> INSTRUCTION: Please convert the data below into a JSON list of strings with one string per line, omitting any blank lines.

Object position labeling entries:

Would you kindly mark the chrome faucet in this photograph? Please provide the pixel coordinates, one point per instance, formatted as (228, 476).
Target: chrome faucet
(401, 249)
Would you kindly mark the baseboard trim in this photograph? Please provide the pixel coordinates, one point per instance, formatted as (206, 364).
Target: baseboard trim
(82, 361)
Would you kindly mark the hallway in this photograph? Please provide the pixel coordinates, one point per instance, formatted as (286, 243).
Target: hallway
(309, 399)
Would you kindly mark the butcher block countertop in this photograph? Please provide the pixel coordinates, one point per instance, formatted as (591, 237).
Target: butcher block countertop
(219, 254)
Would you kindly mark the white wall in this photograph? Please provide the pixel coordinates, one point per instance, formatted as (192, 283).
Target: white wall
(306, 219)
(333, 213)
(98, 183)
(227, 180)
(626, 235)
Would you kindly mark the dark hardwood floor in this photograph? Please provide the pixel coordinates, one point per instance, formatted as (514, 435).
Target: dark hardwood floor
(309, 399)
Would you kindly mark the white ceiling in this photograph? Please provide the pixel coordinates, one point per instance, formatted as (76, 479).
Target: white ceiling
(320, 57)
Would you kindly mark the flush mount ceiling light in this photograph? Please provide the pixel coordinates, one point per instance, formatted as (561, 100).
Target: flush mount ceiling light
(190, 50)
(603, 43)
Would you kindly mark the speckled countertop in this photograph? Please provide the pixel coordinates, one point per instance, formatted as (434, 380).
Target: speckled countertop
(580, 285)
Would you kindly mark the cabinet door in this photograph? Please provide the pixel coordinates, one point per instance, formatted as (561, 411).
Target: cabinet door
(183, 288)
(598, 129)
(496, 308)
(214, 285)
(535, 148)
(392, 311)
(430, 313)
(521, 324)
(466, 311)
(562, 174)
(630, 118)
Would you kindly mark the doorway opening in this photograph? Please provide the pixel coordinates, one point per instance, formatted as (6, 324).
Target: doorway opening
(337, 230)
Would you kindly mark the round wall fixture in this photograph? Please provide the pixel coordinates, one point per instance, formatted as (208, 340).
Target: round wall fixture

> SOLUTION TO THE EXERCISE:
[
  "Would you kindly mark the chrome faucet in this photograph? Please provide the pixel coordinates, one point per instance, formatted as (228, 476).",
  "Target: chrome faucet",
  "(401, 249)",
  "Would you kindly mark the baseboard trim in this photograph? Please provide the pixel coordinates, one point per instance, formatted as (206, 364).",
  "Target: baseboard trim",
  "(82, 361)",
  "Would you kindly mark the hallway in this photograph? Please provide the pixel coordinates, one point per instance, formatted as (286, 243).",
  "Target: hallway",
  "(309, 399)",
  "Would you kindly mark the butcher block countertop in this photograph? Please provide the pixel coordinates, one point per instance, formatted as (591, 237).",
  "Target: butcher block countertop",
  "(219, 254)",
  "Would you kindly mark the white wall in this photograph? Please provide the pixel coordinates, one point per instance, formatted as (192, 283).",
  "Target: white wall",
  "(306, 219)",
  "(333, 213)",
  "(98, 183)",
  "(227, 180)",
  "(626, 235)",
  "Would you kindly mark the dark hardwood floor in this photograph? Please provide the pixel coordinates, one point per instance, formatted as (514, 435).",
  "Target: dark hardwood floor",
  "(309, 399)",
  "Would you kindly mark the white ceiling in this photograph? Please provide the pixel coordinates, one point per instance, formatted as (76, 479).",
  "Target: white ceiling",
  "(320, 57)",
  "Would you kindly mark the flush mount ceiling light in this photograph? Please provide the pixel coordinates, one point per instance, formatted as (561, 100).",
  "Target: flush mount ceiling light",
  "(190, 50)",
  "(603, 43)",
  "Would you kindly mark the speckled countertop in this photograph? Please provide the pixel coordinates, one point per instance, formatted as (434, 380).",
  "Target: speckled countertop",
  "(580, 285)",
  "Would you kindly mark the cabinet door in this photograph? Please provide the pixel coordinates, one point per instance, formatted as (561, 411).",
  "Target: cabinet door",
  "(183, 288)",
  "(598, 129)",
  "(496, 308)",
  "(214, 285)",
  "(535, 148)",
  "(392, 311)",
  "(430, 313)",
  "(521, 324)",
  "(466, 311)",
  "(562, 174)",
  "(630, 118)",
  "Would you kindly mark the doorway opening in this photograph? Please provide the pixel coordinates, one point per instance, formatted as (6, 324).",
  "Target: doorway opening",
  "(337, 230)",
  "Would you kindly mark the round wall fixture in this photograph? Please provide the pixel coordinates, one point per instance, formatted as (208, 340).",
  "Target: round wall fixture"
]